Prompt a
Extract the rows starting at the line that contains "line, e.g. (202,9)." and continuing through the end of the rows, and leave the pictures out of your answer.

VAPOR HUB INTERNATIONAL INC. (OTCMKTS:VHUB) Files An 8-K Entry into a Material Definitive Agreement

VAPOR HUB INTERNATIONAL INC. (OTCMKTS:VHUB) Files An 8-K Entry into a Material Definitive Agreement

Story continues below

Item 1.01 Entry into a Material Definitive Agreement

Entry into Asset Purchase Agreement

On February 10, 2017, Vapor Hub International Inc. (the Company)
and PLY Technology, a California corporation (the Buyer), entered
into an asset purchase agreement (the Purchase Agreement). to the
terms and conditions of the Purchase Agreement, the Company
agreed, subject to the approval of its stockholders, to sell all
of the Companys right, title and interest in and to the Companys
proprietary rights, and all goodwill associated with such
proprietary rights, owned or used by the Company in connection
with its business, which collectively constitute substantially
all of the Companys assets (collectively, the Purchased Assets).
The Company will retain all assets that are not Purchased Assets,
including inventory. The Buyer is not assuming any liabilities of
the Company in connection with the sale of the Purchased Assets
by the Company.

The aggregate purchase price for the Purchased Assets is
$1,000,000 USD (the Purchase Price). The Buyer will pay the
Purchase Price to the Company at the closing of the asset sale
(the Asset Sale) by (i) cancelling all outstanding principal,
accrued interest and all other obligations (collectively, the
Outstanding Debt Obligations) payable to the Buyer by the Company
on the closing date of the Asset Sale under that certain Senior
Secured Credit Facility Agreement entered into by the Buyer and
the Company on December 23, 2016 (the Loan Agreement), which
amount currently totals approximately $543,110, and (ii) to the
extent the Purchase Price exceeds the Outstanding Debt
Obligations, paying an amount in cash equal to the difference
between the Purchase Price and the Outstanding Debt Obligations.

The Company expects that the Asset Sale will close in March 2017,
subject to the satisfaction of certain closing conditions, which
include obtaining the approval of the Asset Sale and Plan of
Liquidation (described below) by the Companys stockholders (the
Stockholder Approval).

The Purchase Agreement contains customary representations and
warranties of the parties and covenants of the Company. It also
includes certain termination rights, including, among others,
that either party has a right to terminate the Purchase Agreement
if: (i) the Company receives an Acquisition Proposal (as defined
below) and exercises its right to withhold, withdraw, amend or
modify its approval of the Purchase Agreement before it obtains
Stockholder Approval (a Change in Recommendation); (ii) the
Company does not obtain Stockholder Approval on or before March
30, 2017; or (iii) the closing does not occur on or before March
30, 2017, absent any breach by the terminating party.

Prompt b
List each full calendar date (month, day and year) in the filing excerpt, giving each distinct date only once.

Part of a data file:
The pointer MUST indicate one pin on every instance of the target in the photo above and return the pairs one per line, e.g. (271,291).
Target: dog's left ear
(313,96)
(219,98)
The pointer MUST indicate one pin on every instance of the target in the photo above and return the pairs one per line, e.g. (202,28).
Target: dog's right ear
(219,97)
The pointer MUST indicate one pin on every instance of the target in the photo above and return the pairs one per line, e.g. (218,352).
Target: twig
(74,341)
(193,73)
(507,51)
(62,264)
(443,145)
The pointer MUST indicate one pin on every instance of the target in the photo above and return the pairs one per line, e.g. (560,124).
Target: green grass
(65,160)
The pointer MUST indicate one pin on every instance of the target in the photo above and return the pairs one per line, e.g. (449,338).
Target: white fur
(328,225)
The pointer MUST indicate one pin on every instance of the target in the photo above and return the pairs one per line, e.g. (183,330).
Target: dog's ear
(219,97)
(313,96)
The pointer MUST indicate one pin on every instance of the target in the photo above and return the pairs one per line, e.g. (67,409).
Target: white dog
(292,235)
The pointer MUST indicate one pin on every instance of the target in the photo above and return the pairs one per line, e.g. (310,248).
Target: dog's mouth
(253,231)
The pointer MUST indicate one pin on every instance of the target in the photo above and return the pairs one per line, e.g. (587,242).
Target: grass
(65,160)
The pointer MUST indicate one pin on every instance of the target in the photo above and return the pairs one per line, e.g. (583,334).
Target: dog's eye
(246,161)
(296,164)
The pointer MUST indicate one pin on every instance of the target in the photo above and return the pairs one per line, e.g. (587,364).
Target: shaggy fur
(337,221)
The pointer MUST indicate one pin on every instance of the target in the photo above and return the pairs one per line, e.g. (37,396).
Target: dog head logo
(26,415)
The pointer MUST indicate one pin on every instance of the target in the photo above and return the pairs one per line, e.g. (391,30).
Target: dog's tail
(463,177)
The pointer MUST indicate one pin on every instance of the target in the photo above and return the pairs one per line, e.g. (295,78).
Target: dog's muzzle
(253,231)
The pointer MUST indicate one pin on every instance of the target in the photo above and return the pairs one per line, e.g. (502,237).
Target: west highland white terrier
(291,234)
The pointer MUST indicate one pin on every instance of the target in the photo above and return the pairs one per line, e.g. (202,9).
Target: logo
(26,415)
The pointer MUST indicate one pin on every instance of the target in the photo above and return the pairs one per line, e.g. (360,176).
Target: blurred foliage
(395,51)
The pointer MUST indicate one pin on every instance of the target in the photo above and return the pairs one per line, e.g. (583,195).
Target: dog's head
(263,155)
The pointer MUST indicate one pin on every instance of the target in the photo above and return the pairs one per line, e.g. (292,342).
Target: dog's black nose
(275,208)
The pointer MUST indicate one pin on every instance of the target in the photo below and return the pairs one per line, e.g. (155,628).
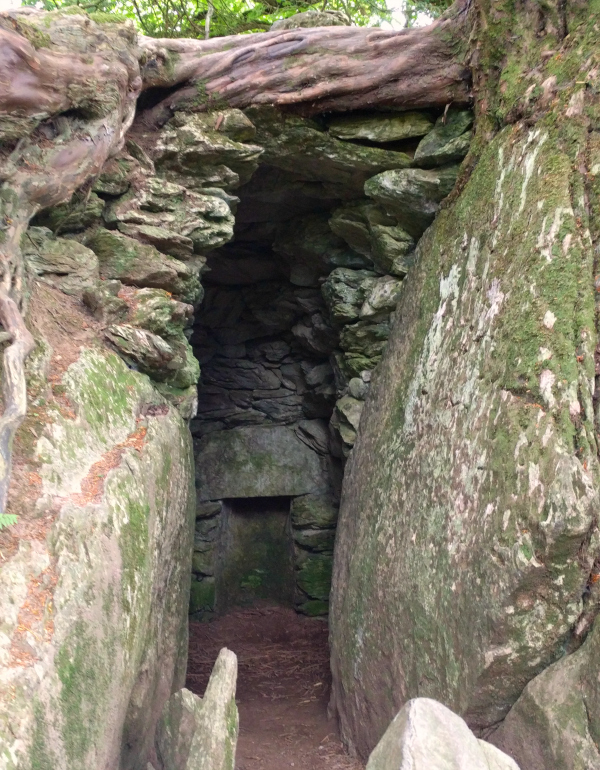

Response a
The pointer MUST indicate one pin on every instance of the target in the photo above and return the pairs one per line, e.g. (202,9).
Target: logo
(26,415)
The pointer MUST indicate one pin on every instance of the target in the photo above and return the pairs one per line, e.g. (360,176).
Target: blurred foliage
(395,51)
The pointer MUST indicate one pin on every instance of the target in the photo above and return the pairs one per line, e.g. (583,195).
Target: dog's head
(263,155)
The pointer MUST indicate one pin on every instance of the target in the photo above and return the pairs one per line, e.g. (292,342).
Target: dog's black nose
(275,208)
The pointer MUST indicate one pin on every instance of the target in the photo below and return the pairs one per line, e.g. (155,628).

Response b
February 10, 2017
December 23, 2016
March 30, 2017